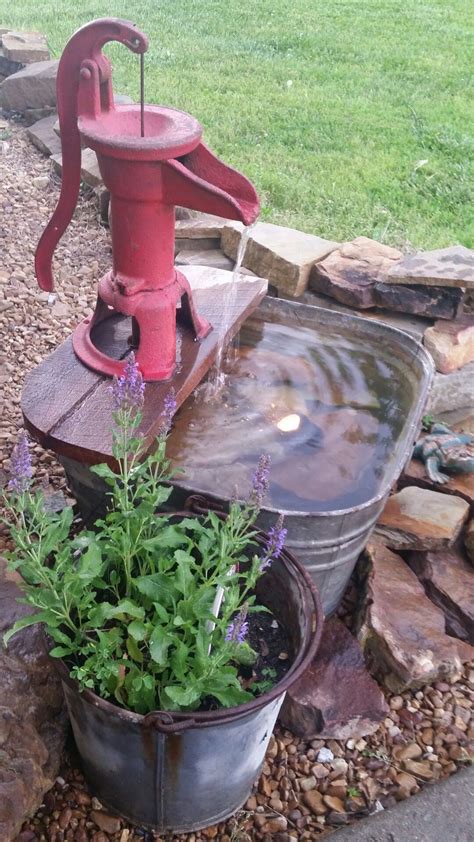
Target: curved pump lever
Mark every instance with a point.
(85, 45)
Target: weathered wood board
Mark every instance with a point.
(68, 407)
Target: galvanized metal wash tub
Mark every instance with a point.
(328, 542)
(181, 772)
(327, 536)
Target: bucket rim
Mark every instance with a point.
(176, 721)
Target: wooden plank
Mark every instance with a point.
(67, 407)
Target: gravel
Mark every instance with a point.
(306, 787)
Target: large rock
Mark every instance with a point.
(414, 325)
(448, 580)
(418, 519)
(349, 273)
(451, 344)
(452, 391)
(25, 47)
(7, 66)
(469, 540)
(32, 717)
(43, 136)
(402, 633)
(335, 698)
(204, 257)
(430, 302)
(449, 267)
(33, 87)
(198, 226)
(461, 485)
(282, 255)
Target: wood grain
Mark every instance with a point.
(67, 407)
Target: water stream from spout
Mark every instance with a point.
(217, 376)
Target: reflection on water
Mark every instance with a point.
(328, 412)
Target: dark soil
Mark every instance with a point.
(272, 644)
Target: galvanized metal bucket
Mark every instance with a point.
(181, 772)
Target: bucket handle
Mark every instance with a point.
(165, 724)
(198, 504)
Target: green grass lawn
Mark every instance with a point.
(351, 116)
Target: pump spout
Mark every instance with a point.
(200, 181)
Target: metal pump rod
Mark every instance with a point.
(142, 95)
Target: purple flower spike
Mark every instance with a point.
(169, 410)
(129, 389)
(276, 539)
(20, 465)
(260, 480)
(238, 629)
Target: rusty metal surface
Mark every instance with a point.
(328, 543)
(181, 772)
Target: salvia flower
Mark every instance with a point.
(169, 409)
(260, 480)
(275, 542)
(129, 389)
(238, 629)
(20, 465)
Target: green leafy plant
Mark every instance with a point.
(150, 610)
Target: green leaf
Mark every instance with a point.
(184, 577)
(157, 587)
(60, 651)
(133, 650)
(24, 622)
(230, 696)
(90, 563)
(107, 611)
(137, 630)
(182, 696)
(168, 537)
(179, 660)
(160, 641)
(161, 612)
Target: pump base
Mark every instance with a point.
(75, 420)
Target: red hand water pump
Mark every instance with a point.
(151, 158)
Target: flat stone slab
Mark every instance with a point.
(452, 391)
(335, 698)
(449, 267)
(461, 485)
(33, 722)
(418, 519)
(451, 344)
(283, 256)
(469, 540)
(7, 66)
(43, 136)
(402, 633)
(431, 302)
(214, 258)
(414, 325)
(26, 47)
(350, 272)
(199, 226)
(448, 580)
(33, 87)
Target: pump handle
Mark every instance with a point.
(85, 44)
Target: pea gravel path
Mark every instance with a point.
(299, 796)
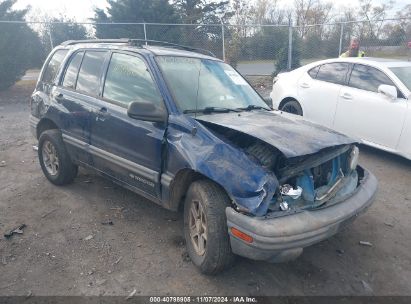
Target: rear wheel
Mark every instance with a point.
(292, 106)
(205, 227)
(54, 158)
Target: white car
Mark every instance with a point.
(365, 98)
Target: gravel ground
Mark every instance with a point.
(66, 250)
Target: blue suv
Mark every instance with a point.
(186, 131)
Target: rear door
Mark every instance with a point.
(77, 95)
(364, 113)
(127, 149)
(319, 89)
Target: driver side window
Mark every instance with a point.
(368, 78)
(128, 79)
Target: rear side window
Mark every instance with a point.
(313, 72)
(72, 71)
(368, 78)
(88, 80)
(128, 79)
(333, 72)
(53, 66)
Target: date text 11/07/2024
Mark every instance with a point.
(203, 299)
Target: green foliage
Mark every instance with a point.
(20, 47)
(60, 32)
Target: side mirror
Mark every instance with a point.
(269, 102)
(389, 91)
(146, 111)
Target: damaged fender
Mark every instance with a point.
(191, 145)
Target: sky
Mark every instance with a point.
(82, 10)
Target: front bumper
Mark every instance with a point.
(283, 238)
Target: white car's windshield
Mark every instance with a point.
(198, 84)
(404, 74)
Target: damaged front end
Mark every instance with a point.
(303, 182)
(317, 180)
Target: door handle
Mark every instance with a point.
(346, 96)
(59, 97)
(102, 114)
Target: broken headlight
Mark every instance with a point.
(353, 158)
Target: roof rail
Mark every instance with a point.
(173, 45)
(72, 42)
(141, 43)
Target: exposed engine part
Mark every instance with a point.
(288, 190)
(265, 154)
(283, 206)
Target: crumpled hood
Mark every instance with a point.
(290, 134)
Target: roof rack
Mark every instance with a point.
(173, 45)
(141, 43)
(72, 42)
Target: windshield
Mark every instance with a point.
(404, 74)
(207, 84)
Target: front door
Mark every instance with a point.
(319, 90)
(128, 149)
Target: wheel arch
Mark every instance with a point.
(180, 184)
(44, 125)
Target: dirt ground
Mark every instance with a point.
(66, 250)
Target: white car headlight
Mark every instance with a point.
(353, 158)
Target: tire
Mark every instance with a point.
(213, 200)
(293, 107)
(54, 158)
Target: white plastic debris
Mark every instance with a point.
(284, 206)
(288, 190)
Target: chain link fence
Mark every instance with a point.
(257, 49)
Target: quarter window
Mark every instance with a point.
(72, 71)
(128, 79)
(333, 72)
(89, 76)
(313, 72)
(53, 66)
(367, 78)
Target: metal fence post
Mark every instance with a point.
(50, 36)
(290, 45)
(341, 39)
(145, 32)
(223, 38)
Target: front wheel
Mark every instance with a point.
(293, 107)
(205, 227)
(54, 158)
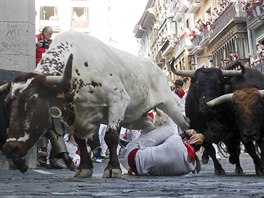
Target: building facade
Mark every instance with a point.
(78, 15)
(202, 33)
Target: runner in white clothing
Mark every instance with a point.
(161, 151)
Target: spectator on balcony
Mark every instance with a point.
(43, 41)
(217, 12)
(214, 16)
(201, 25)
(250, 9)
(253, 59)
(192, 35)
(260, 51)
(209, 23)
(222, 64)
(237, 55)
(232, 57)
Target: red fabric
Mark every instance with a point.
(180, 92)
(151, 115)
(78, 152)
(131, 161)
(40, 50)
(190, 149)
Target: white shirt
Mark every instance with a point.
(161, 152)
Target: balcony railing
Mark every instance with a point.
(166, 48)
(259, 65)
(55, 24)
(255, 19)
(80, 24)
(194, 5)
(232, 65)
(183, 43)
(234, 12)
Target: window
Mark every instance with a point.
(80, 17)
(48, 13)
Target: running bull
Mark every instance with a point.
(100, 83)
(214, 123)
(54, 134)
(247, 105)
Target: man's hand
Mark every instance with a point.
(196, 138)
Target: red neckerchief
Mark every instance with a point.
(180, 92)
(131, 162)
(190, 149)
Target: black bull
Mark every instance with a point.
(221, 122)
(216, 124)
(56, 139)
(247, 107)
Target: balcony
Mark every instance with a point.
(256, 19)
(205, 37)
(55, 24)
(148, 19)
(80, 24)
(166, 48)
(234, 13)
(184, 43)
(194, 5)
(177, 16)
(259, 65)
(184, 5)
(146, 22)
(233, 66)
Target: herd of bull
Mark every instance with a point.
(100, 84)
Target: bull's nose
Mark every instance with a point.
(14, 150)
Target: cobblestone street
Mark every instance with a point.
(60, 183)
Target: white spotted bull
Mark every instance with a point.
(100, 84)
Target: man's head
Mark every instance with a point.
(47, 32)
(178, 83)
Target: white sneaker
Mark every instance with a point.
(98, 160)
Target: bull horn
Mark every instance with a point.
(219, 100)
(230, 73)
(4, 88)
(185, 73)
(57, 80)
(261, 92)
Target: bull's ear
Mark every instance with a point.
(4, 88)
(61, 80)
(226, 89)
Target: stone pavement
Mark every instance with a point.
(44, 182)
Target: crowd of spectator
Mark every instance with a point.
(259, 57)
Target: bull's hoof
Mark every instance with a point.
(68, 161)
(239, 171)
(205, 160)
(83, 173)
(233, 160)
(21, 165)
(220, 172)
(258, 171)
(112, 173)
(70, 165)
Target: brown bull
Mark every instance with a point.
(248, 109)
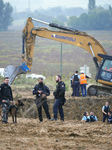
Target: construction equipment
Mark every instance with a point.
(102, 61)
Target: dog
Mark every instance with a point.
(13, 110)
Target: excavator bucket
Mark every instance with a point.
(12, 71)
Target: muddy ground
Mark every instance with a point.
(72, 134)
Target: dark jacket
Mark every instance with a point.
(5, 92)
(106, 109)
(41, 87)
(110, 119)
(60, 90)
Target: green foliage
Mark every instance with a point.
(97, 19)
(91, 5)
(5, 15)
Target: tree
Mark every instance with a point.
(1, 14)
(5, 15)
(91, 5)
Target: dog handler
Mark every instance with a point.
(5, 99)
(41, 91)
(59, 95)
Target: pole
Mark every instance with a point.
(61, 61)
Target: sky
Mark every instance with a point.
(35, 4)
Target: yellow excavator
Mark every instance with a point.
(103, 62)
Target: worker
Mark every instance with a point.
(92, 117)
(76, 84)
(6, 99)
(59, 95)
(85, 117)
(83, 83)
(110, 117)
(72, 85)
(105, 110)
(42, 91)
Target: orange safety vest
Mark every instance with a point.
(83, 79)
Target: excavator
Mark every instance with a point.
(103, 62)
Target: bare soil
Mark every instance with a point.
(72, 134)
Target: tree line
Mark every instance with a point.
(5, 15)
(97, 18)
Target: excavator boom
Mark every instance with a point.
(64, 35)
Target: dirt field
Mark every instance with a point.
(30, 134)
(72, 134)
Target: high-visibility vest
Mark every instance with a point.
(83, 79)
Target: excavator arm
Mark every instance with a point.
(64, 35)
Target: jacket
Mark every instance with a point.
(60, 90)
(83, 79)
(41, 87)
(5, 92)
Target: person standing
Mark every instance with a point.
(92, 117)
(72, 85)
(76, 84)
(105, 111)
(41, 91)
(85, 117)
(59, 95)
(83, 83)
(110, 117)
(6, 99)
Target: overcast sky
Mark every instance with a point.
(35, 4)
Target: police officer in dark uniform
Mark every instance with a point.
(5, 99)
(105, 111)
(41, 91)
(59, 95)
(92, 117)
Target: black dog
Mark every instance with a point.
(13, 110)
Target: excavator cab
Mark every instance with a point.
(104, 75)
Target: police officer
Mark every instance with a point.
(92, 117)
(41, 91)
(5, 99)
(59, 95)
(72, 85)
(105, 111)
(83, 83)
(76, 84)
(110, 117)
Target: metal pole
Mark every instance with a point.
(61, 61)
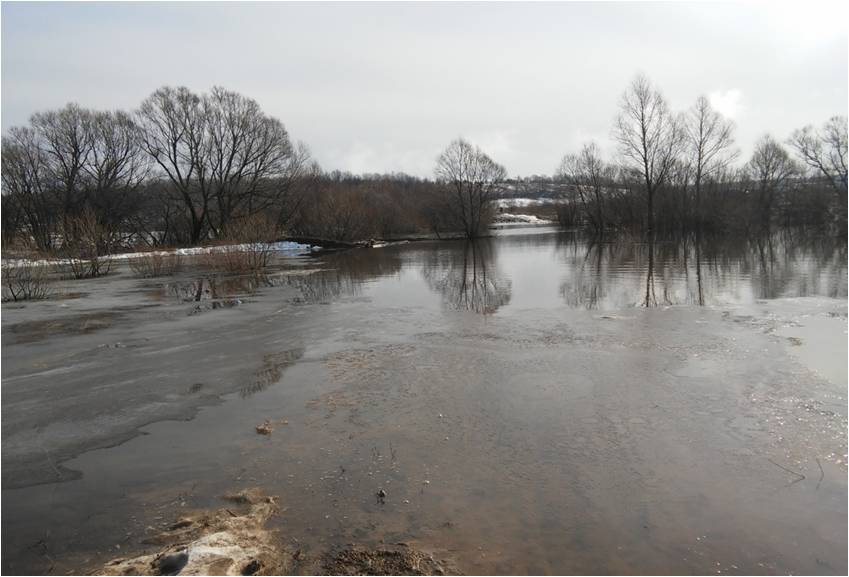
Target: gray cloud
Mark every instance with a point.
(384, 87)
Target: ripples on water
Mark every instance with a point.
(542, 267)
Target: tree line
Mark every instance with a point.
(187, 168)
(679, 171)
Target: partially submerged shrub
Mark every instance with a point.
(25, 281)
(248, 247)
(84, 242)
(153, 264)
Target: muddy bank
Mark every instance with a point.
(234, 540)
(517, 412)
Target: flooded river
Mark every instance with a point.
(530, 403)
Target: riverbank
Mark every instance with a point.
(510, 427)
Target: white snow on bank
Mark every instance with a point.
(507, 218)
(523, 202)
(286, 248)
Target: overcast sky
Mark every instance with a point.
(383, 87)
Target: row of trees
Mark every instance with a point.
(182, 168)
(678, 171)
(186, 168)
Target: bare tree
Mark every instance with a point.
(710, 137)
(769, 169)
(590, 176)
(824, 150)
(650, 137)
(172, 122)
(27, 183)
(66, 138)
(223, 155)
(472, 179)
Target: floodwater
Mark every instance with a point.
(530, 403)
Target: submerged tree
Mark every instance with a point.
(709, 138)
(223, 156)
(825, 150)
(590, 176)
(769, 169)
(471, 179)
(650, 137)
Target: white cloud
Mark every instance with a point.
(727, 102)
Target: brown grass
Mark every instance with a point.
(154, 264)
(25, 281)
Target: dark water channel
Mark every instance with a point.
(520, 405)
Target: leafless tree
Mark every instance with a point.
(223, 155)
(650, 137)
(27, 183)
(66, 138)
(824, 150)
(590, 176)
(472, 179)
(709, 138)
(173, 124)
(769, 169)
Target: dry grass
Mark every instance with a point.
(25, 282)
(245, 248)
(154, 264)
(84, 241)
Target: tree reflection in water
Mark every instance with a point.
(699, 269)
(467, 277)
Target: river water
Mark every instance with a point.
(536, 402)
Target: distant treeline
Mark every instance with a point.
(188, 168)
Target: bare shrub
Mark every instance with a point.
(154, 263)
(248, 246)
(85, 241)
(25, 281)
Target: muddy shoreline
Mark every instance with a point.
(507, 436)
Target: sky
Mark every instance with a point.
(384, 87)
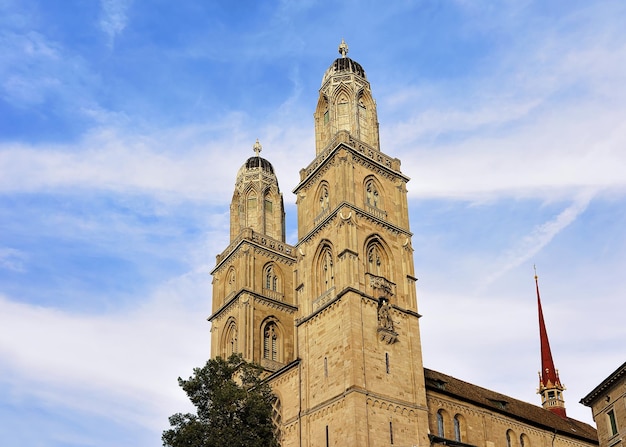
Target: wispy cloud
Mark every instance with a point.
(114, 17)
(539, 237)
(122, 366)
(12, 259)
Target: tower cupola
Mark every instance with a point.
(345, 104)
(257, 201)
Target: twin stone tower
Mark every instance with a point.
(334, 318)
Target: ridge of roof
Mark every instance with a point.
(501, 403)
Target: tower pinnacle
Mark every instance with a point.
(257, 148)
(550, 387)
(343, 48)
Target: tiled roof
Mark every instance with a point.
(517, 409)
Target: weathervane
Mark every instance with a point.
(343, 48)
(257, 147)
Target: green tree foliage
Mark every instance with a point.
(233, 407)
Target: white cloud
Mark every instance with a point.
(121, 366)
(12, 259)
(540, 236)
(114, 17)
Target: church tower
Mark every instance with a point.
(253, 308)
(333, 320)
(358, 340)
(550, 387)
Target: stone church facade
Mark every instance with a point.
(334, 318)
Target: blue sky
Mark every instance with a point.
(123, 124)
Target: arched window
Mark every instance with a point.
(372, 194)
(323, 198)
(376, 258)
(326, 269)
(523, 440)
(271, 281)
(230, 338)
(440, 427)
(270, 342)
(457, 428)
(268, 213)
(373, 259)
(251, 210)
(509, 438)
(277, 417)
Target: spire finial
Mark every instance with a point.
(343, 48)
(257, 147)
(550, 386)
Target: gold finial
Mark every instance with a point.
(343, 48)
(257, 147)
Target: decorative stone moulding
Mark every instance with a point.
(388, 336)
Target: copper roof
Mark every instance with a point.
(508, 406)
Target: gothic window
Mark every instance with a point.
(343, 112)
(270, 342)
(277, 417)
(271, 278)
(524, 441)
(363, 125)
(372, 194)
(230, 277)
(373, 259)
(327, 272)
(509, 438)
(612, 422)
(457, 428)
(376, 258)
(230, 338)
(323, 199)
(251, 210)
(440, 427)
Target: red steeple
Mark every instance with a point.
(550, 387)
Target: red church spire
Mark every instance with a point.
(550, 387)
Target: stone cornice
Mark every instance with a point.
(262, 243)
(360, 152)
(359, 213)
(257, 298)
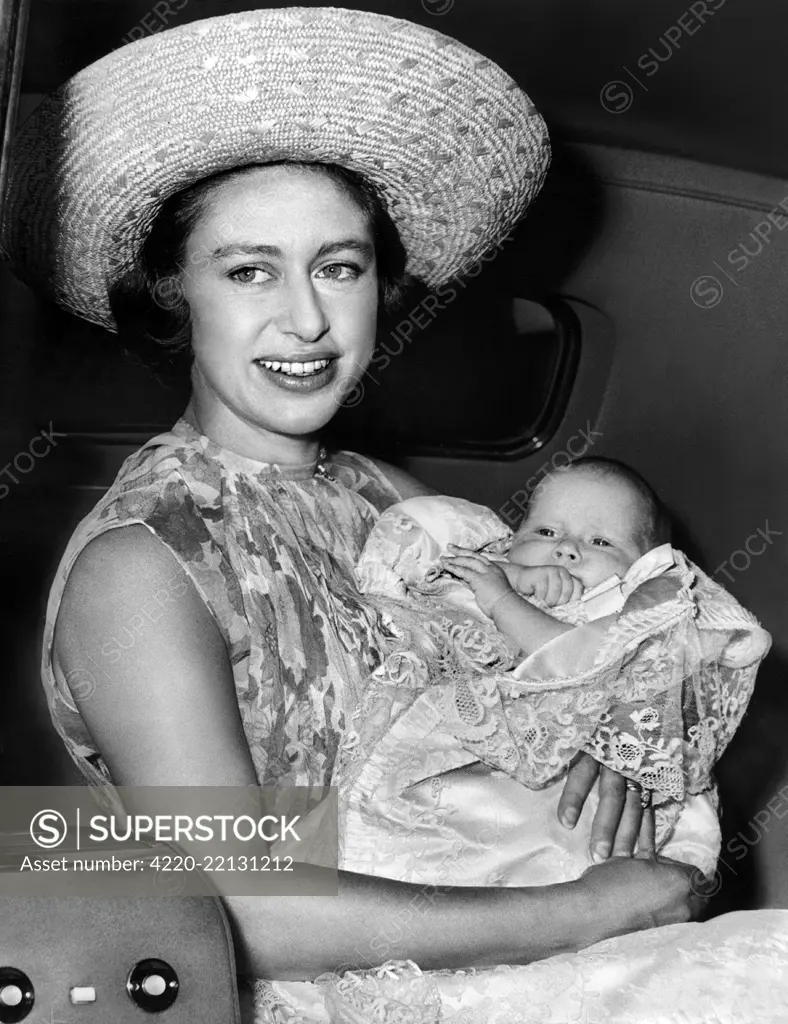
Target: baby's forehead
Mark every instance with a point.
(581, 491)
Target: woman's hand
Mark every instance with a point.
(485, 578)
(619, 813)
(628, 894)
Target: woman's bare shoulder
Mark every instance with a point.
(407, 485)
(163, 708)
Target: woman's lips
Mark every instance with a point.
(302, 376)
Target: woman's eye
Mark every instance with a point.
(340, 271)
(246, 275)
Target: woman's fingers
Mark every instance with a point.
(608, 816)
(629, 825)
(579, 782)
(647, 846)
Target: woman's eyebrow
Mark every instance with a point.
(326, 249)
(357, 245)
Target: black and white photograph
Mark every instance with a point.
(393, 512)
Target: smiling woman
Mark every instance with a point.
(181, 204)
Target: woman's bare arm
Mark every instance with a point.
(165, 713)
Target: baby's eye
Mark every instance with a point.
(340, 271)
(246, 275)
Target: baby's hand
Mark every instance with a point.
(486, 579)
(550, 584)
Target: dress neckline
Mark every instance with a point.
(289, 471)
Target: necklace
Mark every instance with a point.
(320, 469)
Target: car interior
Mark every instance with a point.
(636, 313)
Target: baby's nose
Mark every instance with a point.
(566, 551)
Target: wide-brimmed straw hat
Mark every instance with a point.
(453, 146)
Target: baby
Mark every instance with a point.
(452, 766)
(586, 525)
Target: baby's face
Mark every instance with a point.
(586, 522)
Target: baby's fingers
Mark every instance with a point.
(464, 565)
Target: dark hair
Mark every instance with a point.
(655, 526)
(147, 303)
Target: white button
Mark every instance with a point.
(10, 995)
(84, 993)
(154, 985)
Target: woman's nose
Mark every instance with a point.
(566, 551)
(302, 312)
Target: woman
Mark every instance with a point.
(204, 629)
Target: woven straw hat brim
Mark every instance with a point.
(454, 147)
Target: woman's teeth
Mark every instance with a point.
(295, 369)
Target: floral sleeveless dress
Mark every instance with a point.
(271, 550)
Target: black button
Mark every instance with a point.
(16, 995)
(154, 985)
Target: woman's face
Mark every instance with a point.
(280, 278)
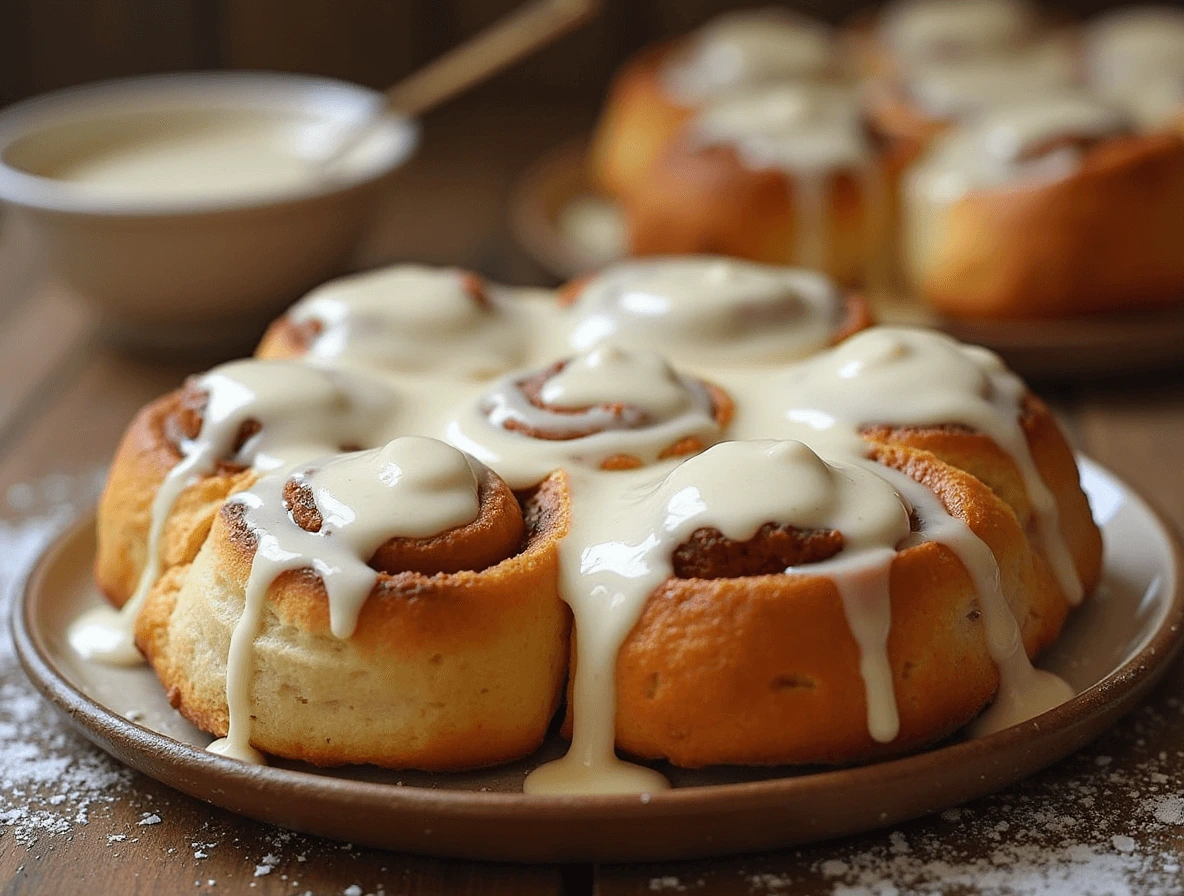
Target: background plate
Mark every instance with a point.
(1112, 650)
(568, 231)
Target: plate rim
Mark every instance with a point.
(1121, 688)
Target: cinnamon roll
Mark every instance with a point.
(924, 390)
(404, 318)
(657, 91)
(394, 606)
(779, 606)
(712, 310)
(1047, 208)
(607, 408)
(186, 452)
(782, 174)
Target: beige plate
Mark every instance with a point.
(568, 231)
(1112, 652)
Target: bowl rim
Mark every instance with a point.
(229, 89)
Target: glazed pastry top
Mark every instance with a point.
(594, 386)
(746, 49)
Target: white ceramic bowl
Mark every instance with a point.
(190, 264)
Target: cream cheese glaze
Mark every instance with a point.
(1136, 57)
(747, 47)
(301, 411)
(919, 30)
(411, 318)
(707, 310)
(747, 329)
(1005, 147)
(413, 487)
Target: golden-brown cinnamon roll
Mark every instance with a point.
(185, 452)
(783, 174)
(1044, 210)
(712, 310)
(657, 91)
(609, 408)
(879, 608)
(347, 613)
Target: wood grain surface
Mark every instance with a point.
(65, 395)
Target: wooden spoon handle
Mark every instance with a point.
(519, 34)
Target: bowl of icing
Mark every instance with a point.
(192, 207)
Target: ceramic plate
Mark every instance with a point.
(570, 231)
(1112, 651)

::::::::

*PROBLEM TO SOLVE*
Everything starting at the line containing "Target: bare tree" and ending at the line containing "Target: tree reflection in water" in the records above should be repeated exactly, and only that.

*PROBLEM SOLUTION*
Target: bare tree
Mark every instance with a point.
(710, 137)
(769, 169)
(590, 176)
(824, 150)
(650, 137)
(172, 122)
(27, 183)
(66, 138)
(223, 155)
(472, 179)
Target: floodwater
Mark every instance with a point.
(530, 403)
Target: submerged tree
Mark every instance with a point.
(709, 138)
(223, 156)
(825, 150)
(590, 176)
(769, 169)
(471, 179)
(650, 137)
Target: white cloud
Mark every instance with a point.
(727, 102)
Target: brown grass
Mark every instance with a point.
(154, 264)
(25, 281)
Target: dark water channel
Mark every instance with a point.
(520, 405)
Target: leafless tree
Mark every instance with a point.
(223, 155)
(650, 137)
(27, 183)
(66, 138)
(824, 150)
(590, 176)
(472, 179)
(709, 138)
(173, 124)
(769, 169)
Target: dry grass
Mark every instance with a point.
(25, 282)
(245, 248)
(154, 264)
(84, 241)
Target: tree reflection in water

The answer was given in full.